Each record below should be repeated precisely as written.

[Natural language region descriptions]

======

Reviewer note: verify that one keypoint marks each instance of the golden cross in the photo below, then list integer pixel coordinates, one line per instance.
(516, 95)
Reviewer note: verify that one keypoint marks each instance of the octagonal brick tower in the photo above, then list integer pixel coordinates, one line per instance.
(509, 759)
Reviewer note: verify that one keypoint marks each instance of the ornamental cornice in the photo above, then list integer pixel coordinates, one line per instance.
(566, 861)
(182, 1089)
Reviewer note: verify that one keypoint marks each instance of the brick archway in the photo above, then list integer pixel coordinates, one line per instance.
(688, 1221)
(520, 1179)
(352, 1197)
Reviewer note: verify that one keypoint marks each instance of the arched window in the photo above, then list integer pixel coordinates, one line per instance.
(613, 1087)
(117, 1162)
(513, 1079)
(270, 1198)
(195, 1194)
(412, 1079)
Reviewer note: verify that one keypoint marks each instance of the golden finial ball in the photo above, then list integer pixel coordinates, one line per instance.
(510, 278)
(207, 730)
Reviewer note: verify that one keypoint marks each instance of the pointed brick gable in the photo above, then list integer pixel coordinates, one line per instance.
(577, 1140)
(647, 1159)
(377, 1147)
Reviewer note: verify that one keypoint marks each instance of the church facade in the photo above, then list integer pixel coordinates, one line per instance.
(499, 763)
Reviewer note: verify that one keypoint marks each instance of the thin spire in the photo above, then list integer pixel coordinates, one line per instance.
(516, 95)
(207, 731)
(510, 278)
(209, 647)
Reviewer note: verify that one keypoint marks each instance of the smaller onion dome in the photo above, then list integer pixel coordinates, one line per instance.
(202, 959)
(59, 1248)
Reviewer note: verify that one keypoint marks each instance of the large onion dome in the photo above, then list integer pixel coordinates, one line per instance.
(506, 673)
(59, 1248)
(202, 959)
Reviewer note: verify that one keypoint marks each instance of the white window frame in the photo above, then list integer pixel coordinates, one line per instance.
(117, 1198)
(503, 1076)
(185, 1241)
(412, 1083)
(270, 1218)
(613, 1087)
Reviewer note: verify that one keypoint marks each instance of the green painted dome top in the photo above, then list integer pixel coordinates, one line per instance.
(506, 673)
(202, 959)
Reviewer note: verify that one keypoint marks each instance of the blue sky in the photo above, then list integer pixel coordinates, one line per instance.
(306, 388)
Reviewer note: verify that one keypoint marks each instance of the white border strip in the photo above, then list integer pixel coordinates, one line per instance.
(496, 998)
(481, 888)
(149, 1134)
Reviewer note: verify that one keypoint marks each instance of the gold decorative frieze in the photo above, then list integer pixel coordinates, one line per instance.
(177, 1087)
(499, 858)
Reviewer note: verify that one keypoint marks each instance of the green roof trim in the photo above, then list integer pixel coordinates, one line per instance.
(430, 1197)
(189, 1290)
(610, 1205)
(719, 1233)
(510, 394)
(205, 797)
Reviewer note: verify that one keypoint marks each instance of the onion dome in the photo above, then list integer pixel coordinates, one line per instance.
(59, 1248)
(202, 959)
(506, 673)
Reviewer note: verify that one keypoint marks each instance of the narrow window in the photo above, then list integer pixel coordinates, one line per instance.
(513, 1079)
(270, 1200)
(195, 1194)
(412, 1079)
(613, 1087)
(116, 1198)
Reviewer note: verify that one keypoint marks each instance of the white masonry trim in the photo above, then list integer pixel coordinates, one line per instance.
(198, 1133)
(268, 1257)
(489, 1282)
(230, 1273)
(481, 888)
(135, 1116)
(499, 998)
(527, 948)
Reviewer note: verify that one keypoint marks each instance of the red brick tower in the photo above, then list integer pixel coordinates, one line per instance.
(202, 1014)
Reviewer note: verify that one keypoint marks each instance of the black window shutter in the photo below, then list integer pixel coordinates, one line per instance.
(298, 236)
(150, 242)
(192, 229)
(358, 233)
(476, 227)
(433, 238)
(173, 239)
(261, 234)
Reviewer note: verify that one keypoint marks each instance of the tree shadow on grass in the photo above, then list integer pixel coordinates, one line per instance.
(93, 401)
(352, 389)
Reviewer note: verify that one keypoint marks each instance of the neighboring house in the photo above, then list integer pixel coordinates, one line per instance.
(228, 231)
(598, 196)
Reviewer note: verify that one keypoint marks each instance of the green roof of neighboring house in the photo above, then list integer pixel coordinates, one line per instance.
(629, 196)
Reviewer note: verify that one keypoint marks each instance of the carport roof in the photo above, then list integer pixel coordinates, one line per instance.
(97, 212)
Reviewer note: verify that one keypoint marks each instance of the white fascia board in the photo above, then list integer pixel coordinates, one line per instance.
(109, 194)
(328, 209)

======

_ANSWER BOX_
Reviewer note: verify that one keypoint marks each instance of the golden cross in the photo below, then list integer pixel coordinates, one line per instance.
(516, 95)
Reviewer note: verify that one keypoint marks each instance of the octagonal brick tower in the photo above, then list integer pixel coordinates, one line per instance.
(509, 759)
Reviewer note: verify that one keypoint marks each instance of the ornamental cornice in the photo above, then list integer pixel coordinates, one line per instance.
(566, 861)
(182, 1089)
Reviewer note: verify that one keypoint marks each instance of the brick archway in the photo above, then list integer pixel coordinates, one line per instance.
(688, 1221)
(520, 1179)
(352, 1197)
Reviewer note: verify that one keypoint marks each instance of the arched window in the photo above, then list integer pixel coordinates, one line per instance.
(613, 1087)
(117, 1162)
(513, 1079)
(270, 1198)
(195, 1194)
(412, 1079)
Reviewer note: verify that one keypoint marks each instance of the golden finial ball in the photo above, then list integer pixel coordinates, one line per instance.
(510, 278)
(207, 730)
Reviewer note: verify that one keypoint marks each instance of the pointed brick gable in the photo above, then list integer pixel coordinates, one line per instance.
(577, 1140)
(647, 1159)
(377, 1147)
Reviewer note: verify that one keypoint marks each instance of the church facade in the photo above, then list integer pixel coordinates, one line per instance.
(499, 763)
Reviewer note: verify that one keypoint marks each instance of the thin spire in the photo above, then list integer pixel coordinates, one line per instance.
(516, 95)
(207, 731)
(510, 278)
(209, 647)
Reviewer note: verify that one keypoint marks each instance of the smaller onion dome in the photo above, then list integer pixel coordinates, one line per instance.
(202, 959)
(59, 1248)
Reviewer note: verify that one keypoint marks each instance of the large onion dome in the photo above, then list integer pixel coordinates, one line per instance.
(506, 673)
(59, 1248)
(202, 959)
Reviewer note: verify that one keypoint marks each instance of the white window frame in the photo above, then list integer pixel coordinates, one line per instance.
(117, 1198)
(503, 1076)
(185, 1241)
(412, 1083)
(270, 1218)
(613, 1087)
Reviewer note: verify that one keypoint marks each instance of the green painted dome top in the photo above, then list integer pixel coordinates, one line per instance.
(506, 673)
(202, 959)
Reviewer note: verify that one keypoint marks each instance of the blue sky in the photo above, then list integer pixel coordinates, one line per instance.
(306, 388)
Reviewer note: verify that one keypoint marks each instance of the white border strip in the photo above, then list integer pixel coordinates, one line per instance.
(496, 998)
(481, 888)
(149, 1134)
Reviewer note: verify that one keypoint marks each instance of the gold decorative frieze in the photo above, then list integer pixel coordinates, one line per instance.
(177, 1087)
(499, 858)
Reviewer note: verify that one keypoint marks each instance of the green roof trim in the photo above, then list integer pixel coordinates, one line per instance.
(430, 1197)
(189, 1290)
(610, 1205)
(719, 1233)
(510, 394)
(205, 797)
Reviewer note: verify that one keypoint marks each instance of the onion dome in the photo above, then list integer pixel coordinates, one line per instance.
(59, 1248)
(202, 959)
(506, 673)
Reviewer note: verify that one keypoint marks each instance of the narrow window in the photo above, then list integer pixel coordinates, one line per instance.
(513, 1079)
(270, 1200)
(195, 1194)
(412, 1079)
(613, 1087)
(116, 1198)
Reviewer note: verify that one keypoint marks each instance of the white masonry trim in the photo above, then list integer pixel coordinates, one line per instance.
(198, 1133)
(268, 1257)
(489, 1282)
(230, 1273)
(481, 888)
(135, 1116)
(499, 998)
(527, 948)
Reviewer note: verify that one keypoint marks each instance of the red brick tower in the photo above, then list integer pixel coordinates, one line per instance.
(202, 1014)
Reviewer note: verify that one keypoint marks each instance of the black window shutter in the photo below, then list integer pixel coordinates, one line per instance.
(298, 236)
(150, 242)
(192, 229)
(358, 233)
(476, 227)
(433, 238)
(173, 239)
(261, 234)
Reviewer note: verify that one keypoint marks each instance of the tree shadow on grass in the photo above, then list integer pixel coordinates, one line per instance.
(93, 401)
(352, 389)
Reviewer note: verify that one keypoint marks each instance of the neighboring house in the photo above, then list integer pixel coordinates, one line per instance.
(228, 231)
(598, 196)
Reviewer note: verify that one keypoint marks each instance of the green roof of neighboring house in the photo above, then list integer pixel coordinates, one line per instance.
(629, 196)
Reviewer note: verify that one keypoint marks each instance of the carport roof in the photo above, then list integer pixel coordinates, one line per instance.
(97, 212)
Reviewer note: verify that one keypoint marks each instance of the white fascia board in the photo above, then list integer pixel coordinates, one line per instance.
(109, 194)
(328, 209)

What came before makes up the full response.